#### RECORDS FOR THIS EXERCISE
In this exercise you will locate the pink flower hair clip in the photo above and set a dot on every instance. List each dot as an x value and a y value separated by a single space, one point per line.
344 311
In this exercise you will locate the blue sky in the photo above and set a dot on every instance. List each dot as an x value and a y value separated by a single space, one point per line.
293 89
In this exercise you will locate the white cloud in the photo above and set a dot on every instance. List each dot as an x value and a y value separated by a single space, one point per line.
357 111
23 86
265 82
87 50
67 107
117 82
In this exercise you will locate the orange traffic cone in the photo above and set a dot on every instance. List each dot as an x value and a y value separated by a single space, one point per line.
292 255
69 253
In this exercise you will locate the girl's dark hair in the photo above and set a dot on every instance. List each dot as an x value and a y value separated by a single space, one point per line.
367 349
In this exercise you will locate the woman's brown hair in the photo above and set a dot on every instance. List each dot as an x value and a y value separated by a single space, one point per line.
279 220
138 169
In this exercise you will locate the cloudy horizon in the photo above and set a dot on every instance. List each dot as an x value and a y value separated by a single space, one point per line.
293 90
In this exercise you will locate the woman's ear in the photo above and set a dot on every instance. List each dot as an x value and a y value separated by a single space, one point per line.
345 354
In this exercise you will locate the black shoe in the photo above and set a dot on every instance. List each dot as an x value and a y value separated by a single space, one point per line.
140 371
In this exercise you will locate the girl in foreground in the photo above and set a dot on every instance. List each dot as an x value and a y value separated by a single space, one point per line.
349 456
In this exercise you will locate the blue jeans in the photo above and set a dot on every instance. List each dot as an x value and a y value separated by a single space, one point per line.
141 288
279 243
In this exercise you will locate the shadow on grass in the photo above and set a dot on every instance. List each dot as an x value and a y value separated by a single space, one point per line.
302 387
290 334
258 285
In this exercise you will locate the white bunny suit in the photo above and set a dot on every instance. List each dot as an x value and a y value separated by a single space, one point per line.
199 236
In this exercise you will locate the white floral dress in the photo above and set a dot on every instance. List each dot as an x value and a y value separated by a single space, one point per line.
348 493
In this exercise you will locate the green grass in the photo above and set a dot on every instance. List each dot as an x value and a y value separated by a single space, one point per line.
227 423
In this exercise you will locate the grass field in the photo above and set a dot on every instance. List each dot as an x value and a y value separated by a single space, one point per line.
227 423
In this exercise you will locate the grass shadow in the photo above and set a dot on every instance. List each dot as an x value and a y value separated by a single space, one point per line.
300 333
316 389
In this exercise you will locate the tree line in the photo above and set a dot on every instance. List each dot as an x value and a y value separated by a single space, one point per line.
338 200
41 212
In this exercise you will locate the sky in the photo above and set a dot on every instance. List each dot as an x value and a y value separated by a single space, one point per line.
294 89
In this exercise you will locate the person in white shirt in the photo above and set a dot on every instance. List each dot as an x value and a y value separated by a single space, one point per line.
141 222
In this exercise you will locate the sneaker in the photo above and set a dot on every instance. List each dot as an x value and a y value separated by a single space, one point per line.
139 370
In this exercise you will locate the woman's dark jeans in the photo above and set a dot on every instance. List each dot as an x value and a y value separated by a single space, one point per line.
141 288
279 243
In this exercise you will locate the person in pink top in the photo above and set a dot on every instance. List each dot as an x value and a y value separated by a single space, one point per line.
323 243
########
§ **EXERCISE AIM**
In full and word for word, output the entries.

§ **WRITTEN SOLUTION**
In this exercise you will locate the pink flower hair clip in the photo above and set a dot on every instance. List each dot as an x value and a y value separated by a single space, one point per line.
344 311
In this exercise you will locate the blue sky in the photo above and set a dot on every instance. List each dot as an x value and a y value separated by a single space, one point per line.
293 89
In this exercise you will locate the white cloud in the photo above and set a dot on every instance. List each dot as an x value and a y value separated by a single space, one point per line.
357 111
23 86
265 82
87 50
67 107
117 82
In this exercise you will locate the orange traffic cone in the photo above and set a dot on every instance. List each dot as an x value and a y value separated by a single space, one point per line.
292 255
69 253
In this exercise you will locate the girl's dark hair in the photo above and set a dot on every instance. List each dot as an x value and a y value separated by a single space, one point per line.
367 349
In this exercise you will locate the woman's brown hair in the photo above and set a dot on every instance. List each dot as an x value and a y value separated by a single space, one point per line.
279 220
138 169
In this exercise you will locate the cloudy horizon in the photo above and set a dot on every instance. List each dot as an x value and a y value separated by a single space, one point per line.
293 90
In this exercise you will locate the woman's ear in the photo above and set a dot on every instance. List each dot as an x value and a y value separated by a single space, one point per line.
345 354
In this exercise you will locate the black shoe in the photo above and set a dot on every instance. List each dot as an x value and a y value separated by a single space, one point per line.
140 371
In this exercise you will locate the girl in foreground in the photo above and set a dot on every instance. List each dot as an x value and a y value separated by a single space, one point per line.
349 456
In this exercise you will locate the blue jeans in the photo above and set a dot on every instance. List each dot as an x value and a y value separated by a single space, one point per line.
141 288
279 243
In this exercise you will locate the shadow on grass in the photo above and set a dot on every instance. List each dot as an x value and a y value separated by a single space, one point per line.
302 387
290 334
258 285
In this exercise you will locate the white bunny suit in the photo above and set a dot on every instance. List each dot as an x value and a y value separated by a single space, one point per line.
199 236
In this exercise you will locate the white floral dress in the photo above and set a dot on every instance. List each dot as an x value and a y value separated by a single space, one point per line.
348 493
In this exercise you will locate the green grass in the photo above and set a dot on every instance. List each dot as an x value and a y value separated by a single space, one point per line.
227 423
In this exercise you will locate the grass field in the photo above and set a dot on every instance. List each dot as an x value and a y value separated by a single space, one point per line.
227 423
In this exercise you will locate the grass shadow in the photo above and set a dot on every instance. List each dot as an x value and a y value separated by a single space, one point per line.
300 333
316 389
In this exercise you will locate the tree line in the photo above and set a dot on every instance. List each dot as an x value and a y value separated by a single space, one point per line.
338 200
41 212
In this exercise you will locate the sky in the photo above and set a dot on every instance. List each dot as an x value and a y value separated by a single space, one point per line.
294 89
In this exercise you will locate the person in white shirt in the photo above and set a dot on every instance. List each dot as an x value and a y value separated by a single space, one point per line.
141 222
In this exercise you will locate the sneaker in the photo above and set a dot on every instance. List each dot as an x value and a y value separated by a single space, one point per line.
139 370
In this exercise you will locate the woman's dark jeans in the photo above and set a dot on every instance. List each dot as an x value and a y value separated by a single space, one point per line.
141 288
279 243
In this exercise you will locate the person in pink top in the photo above and set a dot on every instance. List each dot as an x value and a y value separated by a single space, one point per line.
323 243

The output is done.